- Opening Delimiter -

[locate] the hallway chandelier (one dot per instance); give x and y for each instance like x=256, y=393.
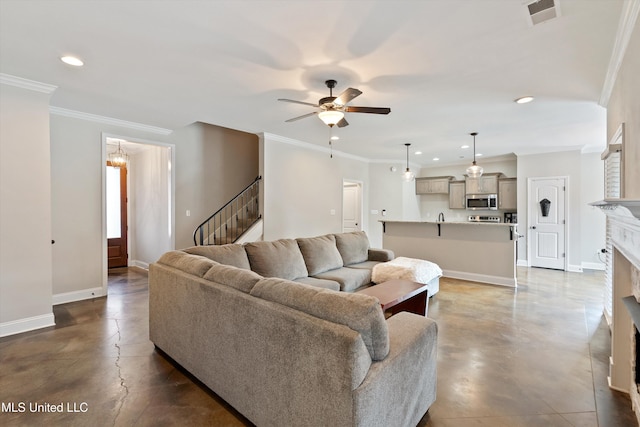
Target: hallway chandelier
x=408, y=176
x=118, y=158
x=474, y=171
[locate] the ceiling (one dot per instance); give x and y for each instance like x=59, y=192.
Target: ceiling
x=445, y=68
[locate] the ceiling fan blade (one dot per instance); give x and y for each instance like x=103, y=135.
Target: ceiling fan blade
x=301, y=117
x=372, y=110
x=298, y=102
x=346, y=96
x=342, y=123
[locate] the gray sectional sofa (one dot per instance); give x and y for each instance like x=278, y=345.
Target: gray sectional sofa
x=269, y=332
x=342, y=262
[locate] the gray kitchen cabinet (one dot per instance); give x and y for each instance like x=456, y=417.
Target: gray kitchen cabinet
x=433, y=185
x=486, y=184
x=457, y=193
x=507, y=194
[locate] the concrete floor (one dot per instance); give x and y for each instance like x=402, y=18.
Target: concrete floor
x=535, y=356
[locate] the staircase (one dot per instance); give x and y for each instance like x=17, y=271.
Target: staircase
x=232, y=220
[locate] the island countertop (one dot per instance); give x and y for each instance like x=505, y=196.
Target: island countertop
x=478, y=251
x=499, y=224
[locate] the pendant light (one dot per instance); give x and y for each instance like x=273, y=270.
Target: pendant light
x=408, y=176
x=474, y=171
x=118, y=158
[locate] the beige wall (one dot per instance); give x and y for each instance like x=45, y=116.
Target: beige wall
x=303, y=185
x=25, y=211
x=150, y=225
x=79, y=269
x=624, y=107
x=582, y=171
x=213, y=164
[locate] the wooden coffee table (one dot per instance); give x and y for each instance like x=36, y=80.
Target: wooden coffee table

- Closing Delimiter -

• **WHAT IS EXPECTED**
Exactly how many lines of the material contain the word "coffee"? Write the number alone.

• **ANSWER AREA**
2